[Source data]

*-*-*

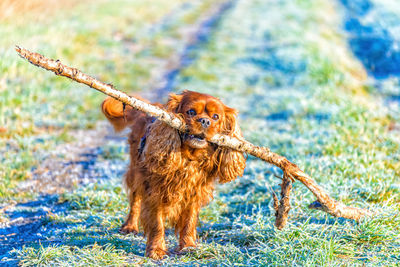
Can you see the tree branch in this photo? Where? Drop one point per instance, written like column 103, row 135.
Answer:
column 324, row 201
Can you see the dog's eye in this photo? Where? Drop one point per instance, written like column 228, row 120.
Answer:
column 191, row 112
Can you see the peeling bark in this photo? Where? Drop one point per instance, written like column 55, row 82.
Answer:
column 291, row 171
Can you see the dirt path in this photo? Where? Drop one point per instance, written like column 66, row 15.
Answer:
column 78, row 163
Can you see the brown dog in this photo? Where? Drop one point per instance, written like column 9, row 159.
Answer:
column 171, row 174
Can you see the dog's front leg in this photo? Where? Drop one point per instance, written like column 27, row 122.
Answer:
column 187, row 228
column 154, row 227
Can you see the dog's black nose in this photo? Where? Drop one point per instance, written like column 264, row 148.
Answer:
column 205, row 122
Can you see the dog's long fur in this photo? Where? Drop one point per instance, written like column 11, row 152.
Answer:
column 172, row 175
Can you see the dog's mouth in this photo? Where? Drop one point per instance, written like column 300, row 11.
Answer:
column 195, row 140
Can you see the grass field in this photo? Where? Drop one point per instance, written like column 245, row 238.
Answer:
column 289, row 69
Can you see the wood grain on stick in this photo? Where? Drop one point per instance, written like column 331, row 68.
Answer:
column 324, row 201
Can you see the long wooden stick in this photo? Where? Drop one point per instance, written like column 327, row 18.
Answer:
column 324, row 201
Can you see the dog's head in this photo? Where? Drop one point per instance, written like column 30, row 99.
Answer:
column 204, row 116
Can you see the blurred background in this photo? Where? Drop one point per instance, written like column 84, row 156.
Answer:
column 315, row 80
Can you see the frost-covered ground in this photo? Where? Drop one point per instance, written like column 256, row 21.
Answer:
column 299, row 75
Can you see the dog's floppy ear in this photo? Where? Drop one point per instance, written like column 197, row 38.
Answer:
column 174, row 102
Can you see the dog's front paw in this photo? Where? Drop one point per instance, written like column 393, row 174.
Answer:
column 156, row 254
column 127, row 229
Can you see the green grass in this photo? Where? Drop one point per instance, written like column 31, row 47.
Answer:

*-*-*

▶ **Directive**
Rewrite all of the source data above, replacing every "Drop" with "Place" and leaving everything else unchanged. Leave the pictures out of your answer.

▶ **Written reply**
Can you see the tree branch in this photo? Where? Place one point per instance, written like column 103, row 135.
Answer:
column 324, row 201
Can you see the dog's eye in this photo? Where? Place one point per instance, written like column 228, row 120.
Answer:
column 191, row 112
Can you see the peeling bark in this photo? Where? Place one point per instance, written like column 55, row 82.
Answer:
column 291, row 171
Can you see the dirt path in this photo? Where? Place one point per instance, written like column 66, row 15.
Answer:
column 78, row 163
Can you see the brown dog in this photo? Where? Place one point per instance, written like column 9, row 159.
Answer:
column 171, row 174
Can you see the dog's front leg in this photo? Where? Place one point per instance, written like column 27, row 122.
Answer:
column 187, row 228
column 154, row 227
Can you see the dog's black nose in this photo? Where? Place one point per instance, written like column 264, row 148.
Answer:
column 205, row 122
Can you see the dog's long fur in this photo? Where? Place one point per instance, written like column 11, row 152.
Answer:
column 172, row 175
Can you see the dog's mouth in this photo? Where? Place one point per instance, written like column 300, row 11.
Answer:
column 195, row 140
Can you see the grass field in this photo? Where? Place one point per instance, written like column 245, row 238.
Answer:
column 289, row 69
Can you see the wood grain on stick in this photo? Where? Place one point per instance, written like column 331, row 68.
Answer:
column 324, row 201
Can you see the long wooden stick in this photo? Where? Place one point per instance, written like column 327, row 18.
Answer:
column 324, row 201
Can you see the dog's head in this photo? Where? Place one point per instance, written like column 30, row 99.
Answer:
column 204, row 116
Can you see the blurred background in this photo? Where? Place one point per instance, written like column 84, row 156.
Answer:
column 315, row 80
Can you see the frost-covered ground in this photo? Where? Place one point per instance, written like column 256, row 21.
Answer:
column 299, row 75
Can you see the dog's floppy ear in this photo? Where? Place one point per instance, written like column 197, row 38.
Answer:
column 174, row 102
Can you see the dog's front paw in this photo? Where? Place one point per instance, written like column 393, row 174.
Answer:
column 156, row 254
column 127, row 229
Can you see the green grass in this photo? Where? Place one point per instance, written like column 31, row 47.
Answer:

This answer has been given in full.